▶ _BRIEF_
Convert each line of the entries below into a JSON list of strings, one string per line, and omit any blank lines.

▶ _SOURCE RECORDS_

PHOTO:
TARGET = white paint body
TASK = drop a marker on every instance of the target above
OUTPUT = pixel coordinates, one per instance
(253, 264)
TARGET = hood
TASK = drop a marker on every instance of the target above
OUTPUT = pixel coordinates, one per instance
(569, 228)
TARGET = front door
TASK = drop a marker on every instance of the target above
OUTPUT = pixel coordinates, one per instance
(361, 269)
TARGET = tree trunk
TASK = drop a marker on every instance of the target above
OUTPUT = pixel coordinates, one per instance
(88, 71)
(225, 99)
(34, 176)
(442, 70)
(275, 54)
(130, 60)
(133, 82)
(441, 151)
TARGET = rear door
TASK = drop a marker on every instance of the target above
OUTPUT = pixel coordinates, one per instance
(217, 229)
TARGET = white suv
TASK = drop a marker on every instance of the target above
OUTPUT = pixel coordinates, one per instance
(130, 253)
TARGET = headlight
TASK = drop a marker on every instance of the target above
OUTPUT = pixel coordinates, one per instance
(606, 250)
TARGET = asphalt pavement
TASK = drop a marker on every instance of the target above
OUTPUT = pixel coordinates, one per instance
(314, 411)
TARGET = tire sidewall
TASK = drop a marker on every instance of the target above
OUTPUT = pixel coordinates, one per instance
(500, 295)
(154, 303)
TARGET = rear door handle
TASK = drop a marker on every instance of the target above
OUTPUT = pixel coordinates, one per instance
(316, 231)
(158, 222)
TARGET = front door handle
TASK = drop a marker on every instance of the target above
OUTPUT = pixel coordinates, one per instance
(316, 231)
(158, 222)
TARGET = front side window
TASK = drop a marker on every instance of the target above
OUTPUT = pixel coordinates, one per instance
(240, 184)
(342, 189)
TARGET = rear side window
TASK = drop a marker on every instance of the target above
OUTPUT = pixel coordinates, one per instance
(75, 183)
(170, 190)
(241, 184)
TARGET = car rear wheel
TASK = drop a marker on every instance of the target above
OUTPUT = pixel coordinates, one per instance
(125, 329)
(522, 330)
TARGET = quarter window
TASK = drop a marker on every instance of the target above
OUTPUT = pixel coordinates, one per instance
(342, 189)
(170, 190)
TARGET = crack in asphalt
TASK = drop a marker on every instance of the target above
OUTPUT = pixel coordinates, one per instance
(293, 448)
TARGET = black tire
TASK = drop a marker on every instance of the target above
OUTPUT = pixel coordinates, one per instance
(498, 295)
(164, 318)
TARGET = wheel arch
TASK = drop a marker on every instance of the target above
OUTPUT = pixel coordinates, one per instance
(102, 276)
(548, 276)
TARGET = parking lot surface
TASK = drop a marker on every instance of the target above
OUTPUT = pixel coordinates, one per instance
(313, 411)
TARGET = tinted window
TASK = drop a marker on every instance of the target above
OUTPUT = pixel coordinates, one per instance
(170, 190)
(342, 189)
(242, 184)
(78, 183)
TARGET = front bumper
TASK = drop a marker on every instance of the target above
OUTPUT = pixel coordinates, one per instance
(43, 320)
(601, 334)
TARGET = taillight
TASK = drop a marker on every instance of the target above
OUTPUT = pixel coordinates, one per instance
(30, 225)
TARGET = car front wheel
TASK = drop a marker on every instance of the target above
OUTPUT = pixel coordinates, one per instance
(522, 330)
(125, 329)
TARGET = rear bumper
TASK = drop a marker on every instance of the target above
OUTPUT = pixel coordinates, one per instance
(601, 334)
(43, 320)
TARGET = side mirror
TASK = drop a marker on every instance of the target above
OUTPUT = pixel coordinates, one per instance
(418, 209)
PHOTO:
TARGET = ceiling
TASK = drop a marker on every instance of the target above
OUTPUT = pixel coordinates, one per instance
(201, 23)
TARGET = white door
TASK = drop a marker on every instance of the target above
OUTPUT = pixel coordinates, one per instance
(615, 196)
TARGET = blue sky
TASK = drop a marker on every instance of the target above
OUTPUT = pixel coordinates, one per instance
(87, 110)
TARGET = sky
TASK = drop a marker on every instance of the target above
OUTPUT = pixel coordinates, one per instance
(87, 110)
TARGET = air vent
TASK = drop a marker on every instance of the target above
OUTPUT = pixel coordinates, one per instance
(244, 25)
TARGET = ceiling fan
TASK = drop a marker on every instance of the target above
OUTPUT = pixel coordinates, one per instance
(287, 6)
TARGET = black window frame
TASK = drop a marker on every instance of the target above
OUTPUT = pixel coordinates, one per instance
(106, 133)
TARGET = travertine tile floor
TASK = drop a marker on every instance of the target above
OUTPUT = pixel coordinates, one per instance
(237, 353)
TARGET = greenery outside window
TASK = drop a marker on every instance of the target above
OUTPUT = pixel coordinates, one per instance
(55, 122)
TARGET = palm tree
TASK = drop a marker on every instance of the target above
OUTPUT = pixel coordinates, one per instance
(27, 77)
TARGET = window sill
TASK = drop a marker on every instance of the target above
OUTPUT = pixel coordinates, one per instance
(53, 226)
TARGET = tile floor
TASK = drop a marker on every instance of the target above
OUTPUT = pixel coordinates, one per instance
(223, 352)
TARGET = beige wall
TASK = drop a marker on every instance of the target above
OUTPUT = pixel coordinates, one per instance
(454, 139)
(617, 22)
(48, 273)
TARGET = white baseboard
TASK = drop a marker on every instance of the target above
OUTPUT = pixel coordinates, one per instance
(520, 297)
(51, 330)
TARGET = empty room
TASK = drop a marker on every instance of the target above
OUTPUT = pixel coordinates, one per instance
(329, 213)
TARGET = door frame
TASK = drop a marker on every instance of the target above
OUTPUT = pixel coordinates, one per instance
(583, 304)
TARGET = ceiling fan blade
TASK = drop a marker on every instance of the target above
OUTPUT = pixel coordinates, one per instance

▶ _FINAL ANSWER_
[
  "PHOTO:",
  "TARGET = white paint body",
  "TASK = drop a marker on every instance of the target above",
  "OUTPUT = pixel coordinates, one per instance",
  "(253, 264)",
  "TARGET = hood",
  "TASK = drop a marker on every instance of the target above",
  "OUTPUT = pixel coordinates, one per instance",
  "(569, 228)",
  "TARGET = front door",
  "TASK = drop a marker on every instance of the target above",
  "OUTPUT = pixel coordinates, one per instance",
  "(361, 269)",
  "TARGET = tree trunk",
  "TASK = drop a marker on every instance of the target above",
  "OUTPUT = pixel coordinates, one per instance",
  "(88, 71)",
  "(225, 99)",
  "(34, 176)",
  "(442, 70)",
  "(275, 54)",
  "(130, 60)",
  "(133, 82)",
  "(441, 151)",
  "TARGET = rear door",
  "TASK = drop a marker on every instance of the target above",
  "OUTPUT = pixel coordinates, one per instance",
  "(217, 229)",
  "TARGET = white suv",
  "TASK = drop a marker on every instance of the target above",
  "OUTPUT = pixel coordinates, one per instance",
  "(130, 253)",
  "TARGET = headlight",
  "TASK = drop a marker on every instance of the target above",
  "OUTPUT = pixel coordinates, one per instance",
  "(606, 250)",
  "TARGET = asphalt pavement",
  "TASK = drop a marker on every instance of the target above",
  "OUTPUT = pixel coordinates, one per instance",
  "(314, 411)",
  "TARGET = tire sidewall",
  "TASK = drop a marker on every instance of the target above",
  "OUTPUT = pixel coordinates, one per instance",
  "(500, 295)",
  "(154, 303)",
  "TARGET = rear door handle",
  "TASK = drop a marker on every instance of the target above",
  "OUTPUT = pixel coordinates, one per instance",
  "(316, 231)",
  "(158, 222)",
  "TARGET = front door handle",
  "TASK = drop a marker on every instance of the target above",
  "OUTPUT = pixel coordinates, one per instance",
  "(316, 231)",
  "(158, 222)",
  "TARGET = front side window",
  "TASK = drop a marker on every instance of the target above",
  "OUTPUT = pixel coordinates, one per instance",
  "(240, 184)",
  "(342, 189)",
  "TARGET = rear side window",
  "TASK = drop a marker on every instance of the target above",
  "OUTPUT = pixel coordinates, one per instance",
  "(75, 183)",
  "(170, 190)",
  "(241, 184)",
  "TARGET = car rear wheel",
  "TASK = drop a marker on every instance of the target above",
  "OUTPUT = pixel coordinates, one per instance",
  "(125, 329)",
  "(522, 330)",
  "TARGET = quarter window",
  "TASK = drop a marker on every instance of the target above",
  "OUTPUT = pixel coordinates, one per instance",
  "(342, 189)",
  "(170, 190)",
  "TARGET = crack in asphalt",
  "TASK = drop a marker on every instance of the target above",
  "OUTPUT = pixel coordinates, one per instance",
  "(293, 448)",
  "TARGET = black tire",
  "TASK = drop a marker on every instance of the target above",
  "OUTPUT = pixel coordinates, one per instance",
  "(498, 295)",
  "(164, 318)",
  "TARGET = wheel arch",
  "TASK = drop a marker on every instance of the target above",
  "OUTPUT = pixel coordinates, one per instance",
  "(102, 276)",
  "(548, 276)",
  "TARGET = parking lot surface",
  "TASK = drop a marker on every instance of the target above",
  "OUTPUT = pixel coordinates, one per instance",
  "(313, 411)",
  "TARGET = tinted window",
  "TASK = drop a marker on every instance of the target above",
  "OUTPUT = pixel coordinates, one per instance",
  "(170, 190)",
  "(342, 189)",
  "(242, 184)",
  "(78, 183)",
  "TARGET = front bumper",
  "TASK = drop a marker on every instance of the target above",
  "OUTPUT = pixel coordinates, one per instance",
  "(43, 320)",
  "(601, 334)",
  "TARGET = taillight",
  "TASK = drop a marker on every instance of the target above",
  "OUTPUT = pixel coordinates, one per instance",
  "(30, 225)",
  "TARGET = car front wheel",
  "TASK = drop a marker on every instance of the target above",
  "OUTPUT = pixel coordinates, one per instance",
  "(522, 330)",
  "(125, 329)",
  "TARGET = rear bumper",
  "TASK = drop a marker on every instance of the target above",
  "OUTPUT = pixel coordinates, one per instance",
  "(601, 334)",
  "(43, 320)",
  "TARGET = side mirror",
  "TASK = drop a marker on every instance of the target above",
  "OUTPUT = pixel coordinates, one per instance",
  "(418, 209)",
  "PHOTO:",
  "TARGET = ceiling",
  "TASK = drop a marker on every instance of the target above",
  "OUTPUT = pixel coordinates, one per instance",
  "(201, 23)",
  "TARGET = white door",
  "TASK = drop a marker on every instance of the target above",
  "OUTPUT = pixel coordinates, one per instance",
  "(615, 196)",
  "TARGET = blue sky",
  "TASK = drop a marker on every instance of the target above",
  "OUTPUT = pixel coordinates, one per instance",
  "(87, 110)",
  "TARGET = sky",
  "TASK = drop a marker on every instance of the target above",
  "OUTPUT = pixel coordinates, one per instance",
  "(87, 110)",
  "TARGET = air vent",
  "TASK = drop a marker on every instance of the target above",
  "OUTPUT = pixel coordinates, one per instance",
  "(244, 25)",
  "TARGET = ceiling fan",
  "TASK = drop a marker on every instance of the target above",
  "OUTPUT = pixel coordinates, one per instance",
  "(287, 6)",
  "TARGET = black window frame",
  "TASK = drop a marker on every instance of the target above",
  "OUTPUT = pixel coordinates, one per instance",
  "(106, 133)",
  "TARGET = travertine tile floor",
  "TASK = drop a marker on every instance of the target above",
  "OUTPUT = pixel coordinates, one per instance",
  "(237, 353)",
  "TARGET = greenery outside window",
  "TASK = drop a marker on every instance of the target above",
  "OUTPUT = pixel coordinates, one per instance",
  "(55, 122)",
  "TARGET = palm tree",
  "TASK = drop a marker on every instance of the target above",
  "OUTPUT = pixel coordinates, one per instance",
  "(27, 77)",
  "TARGET = window sill",
  "TASK = drop a marker on every instance of the target above",
  "OUTPUT = pixel coordinates, one per instance",
  "(53, 226)",
  "TARGET = tile floor",
  "TASK = drop a marker on every instance of the target above",
  "OUTPUT = pixel coordinates, one per instance",
  "(223, 352)",
  "TARGET = beige wall",
  "TASK = drop a marker on every instance of the target above",
  "OUTPUT = pixel coordinates, one per instance",
  "(454, 139)",
  "(617, 22)",
  "(48, 273)",
  "TARGET = white baseboard",
  "TASK = drop a marker on every instance of the target above",
  "OUTPUT = pixel coordinates, one per instance",
  "(520, 297)",
  "(51, 330)",
  "TARGET = empty room",
  "TASK = drop a marker on every instance of the target above",
  "OUTPUT = pixel coordinates, one per instance",
  "(329, 213)",
  "TARGET = door frame",
  "TASK = drop a marker on every instance of the target above",
  "OUTPUT = pixel coordinates, one per instance",
  "(583, 304)",
  "TARGET = ceiling fan blade",
  "TASK = drop a marker on every instance of the target above",
  "OUTPUT = pixel coordinates, one per instance"
]